Goal of the exercise ▸
Can you output, unchanged, everything from the line containing "Question: What bounding box encloses the white door" down to the line containing "739, 419, 815, 456", including both of those lines?
BEGIN
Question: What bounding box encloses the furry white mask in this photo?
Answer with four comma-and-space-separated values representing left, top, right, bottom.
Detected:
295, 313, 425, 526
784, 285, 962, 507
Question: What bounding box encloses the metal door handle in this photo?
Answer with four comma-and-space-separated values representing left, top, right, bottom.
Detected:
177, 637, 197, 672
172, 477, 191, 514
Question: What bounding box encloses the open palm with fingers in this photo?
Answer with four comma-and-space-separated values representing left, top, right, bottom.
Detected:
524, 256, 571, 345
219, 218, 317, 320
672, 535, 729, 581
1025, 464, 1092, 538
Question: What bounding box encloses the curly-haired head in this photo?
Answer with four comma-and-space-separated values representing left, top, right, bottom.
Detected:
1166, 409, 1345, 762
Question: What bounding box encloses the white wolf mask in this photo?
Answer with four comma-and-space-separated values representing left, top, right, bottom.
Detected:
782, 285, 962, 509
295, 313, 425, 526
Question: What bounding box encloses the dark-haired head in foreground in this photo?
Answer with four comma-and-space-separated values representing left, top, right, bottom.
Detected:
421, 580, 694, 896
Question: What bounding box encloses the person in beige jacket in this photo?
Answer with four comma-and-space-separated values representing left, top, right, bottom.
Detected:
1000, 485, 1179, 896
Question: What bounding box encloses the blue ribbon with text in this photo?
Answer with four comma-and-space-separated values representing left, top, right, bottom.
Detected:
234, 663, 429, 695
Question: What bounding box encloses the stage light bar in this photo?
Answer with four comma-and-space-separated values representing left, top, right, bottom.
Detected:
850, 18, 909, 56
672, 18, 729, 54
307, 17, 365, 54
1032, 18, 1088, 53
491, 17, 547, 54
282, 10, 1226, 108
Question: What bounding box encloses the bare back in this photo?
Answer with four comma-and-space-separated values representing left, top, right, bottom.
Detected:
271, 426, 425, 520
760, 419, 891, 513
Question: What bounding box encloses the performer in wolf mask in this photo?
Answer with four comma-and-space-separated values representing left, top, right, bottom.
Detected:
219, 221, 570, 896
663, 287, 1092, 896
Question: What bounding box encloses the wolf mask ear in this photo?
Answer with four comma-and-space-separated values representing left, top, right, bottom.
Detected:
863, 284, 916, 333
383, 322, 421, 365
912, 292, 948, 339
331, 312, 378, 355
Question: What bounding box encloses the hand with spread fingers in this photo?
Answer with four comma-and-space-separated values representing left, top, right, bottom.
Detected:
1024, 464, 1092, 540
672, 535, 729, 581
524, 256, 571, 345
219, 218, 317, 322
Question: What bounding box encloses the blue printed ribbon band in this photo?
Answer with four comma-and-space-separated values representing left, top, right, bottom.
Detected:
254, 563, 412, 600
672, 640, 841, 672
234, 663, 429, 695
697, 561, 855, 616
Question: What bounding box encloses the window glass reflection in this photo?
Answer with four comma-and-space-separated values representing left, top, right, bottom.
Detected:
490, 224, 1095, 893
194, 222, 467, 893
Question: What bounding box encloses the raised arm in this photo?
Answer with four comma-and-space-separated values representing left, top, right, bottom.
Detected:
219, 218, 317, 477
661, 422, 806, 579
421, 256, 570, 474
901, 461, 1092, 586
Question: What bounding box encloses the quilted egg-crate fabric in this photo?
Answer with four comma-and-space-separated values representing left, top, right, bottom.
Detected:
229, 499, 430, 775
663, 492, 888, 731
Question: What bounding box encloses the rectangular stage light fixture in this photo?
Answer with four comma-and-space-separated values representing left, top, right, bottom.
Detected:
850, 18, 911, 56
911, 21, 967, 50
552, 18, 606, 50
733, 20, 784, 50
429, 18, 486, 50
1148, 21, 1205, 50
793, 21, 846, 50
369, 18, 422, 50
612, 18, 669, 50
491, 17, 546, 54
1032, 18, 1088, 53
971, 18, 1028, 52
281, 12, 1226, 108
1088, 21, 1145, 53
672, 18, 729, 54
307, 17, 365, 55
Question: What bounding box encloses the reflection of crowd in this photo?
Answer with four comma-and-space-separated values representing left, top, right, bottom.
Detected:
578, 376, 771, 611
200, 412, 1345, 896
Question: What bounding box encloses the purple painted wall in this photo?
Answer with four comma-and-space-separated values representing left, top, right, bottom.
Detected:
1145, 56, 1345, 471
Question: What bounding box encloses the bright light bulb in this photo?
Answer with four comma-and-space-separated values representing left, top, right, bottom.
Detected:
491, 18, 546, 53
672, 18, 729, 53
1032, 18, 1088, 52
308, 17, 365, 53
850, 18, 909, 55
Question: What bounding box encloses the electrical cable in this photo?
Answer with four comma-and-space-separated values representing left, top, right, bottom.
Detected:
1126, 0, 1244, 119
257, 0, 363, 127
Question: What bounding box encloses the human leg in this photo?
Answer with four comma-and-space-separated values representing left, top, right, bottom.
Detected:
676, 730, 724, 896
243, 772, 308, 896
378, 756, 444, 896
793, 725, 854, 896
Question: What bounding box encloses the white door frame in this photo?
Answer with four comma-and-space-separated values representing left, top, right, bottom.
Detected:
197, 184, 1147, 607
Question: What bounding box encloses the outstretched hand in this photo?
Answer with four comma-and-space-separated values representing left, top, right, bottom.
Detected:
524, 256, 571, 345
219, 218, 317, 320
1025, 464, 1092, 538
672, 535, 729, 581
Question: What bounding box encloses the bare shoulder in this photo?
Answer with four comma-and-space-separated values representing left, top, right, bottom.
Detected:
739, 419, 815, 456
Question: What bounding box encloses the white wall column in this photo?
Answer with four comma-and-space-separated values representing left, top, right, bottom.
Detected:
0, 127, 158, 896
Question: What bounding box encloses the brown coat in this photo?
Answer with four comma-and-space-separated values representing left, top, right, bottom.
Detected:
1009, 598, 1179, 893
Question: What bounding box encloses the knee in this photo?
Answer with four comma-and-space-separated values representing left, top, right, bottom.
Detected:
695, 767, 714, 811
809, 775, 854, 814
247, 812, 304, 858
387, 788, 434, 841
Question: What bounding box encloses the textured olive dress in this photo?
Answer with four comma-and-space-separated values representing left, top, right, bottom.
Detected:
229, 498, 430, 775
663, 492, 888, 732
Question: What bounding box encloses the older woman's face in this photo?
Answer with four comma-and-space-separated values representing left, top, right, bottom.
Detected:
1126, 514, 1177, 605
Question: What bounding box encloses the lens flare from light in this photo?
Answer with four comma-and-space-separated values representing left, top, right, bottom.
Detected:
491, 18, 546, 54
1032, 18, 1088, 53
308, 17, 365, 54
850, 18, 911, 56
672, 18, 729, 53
END
Output of the task ▸
Question: What bounding box encloses the white door frame in this photo?
Answer with four comma-and-space-separated values representing left, top, right, bottom.
Detected:
197, 184, 1147, 607
Question: What bounding box encloses the outstretched hand in this photo?
Answer with four comma-and-space-separated values representing left, top, right, bottom.
Detected:
524, 256, 571, 345
219, 218, 317, 320
1025, 464, 1092, 538
672, 535, 729, 581
Question: What bounding box encloses the bare shoulder in this photo?
Answer with four comma-and-space-separated values representing left, top, right, bottom.
Detected:
739, 419, 815, 456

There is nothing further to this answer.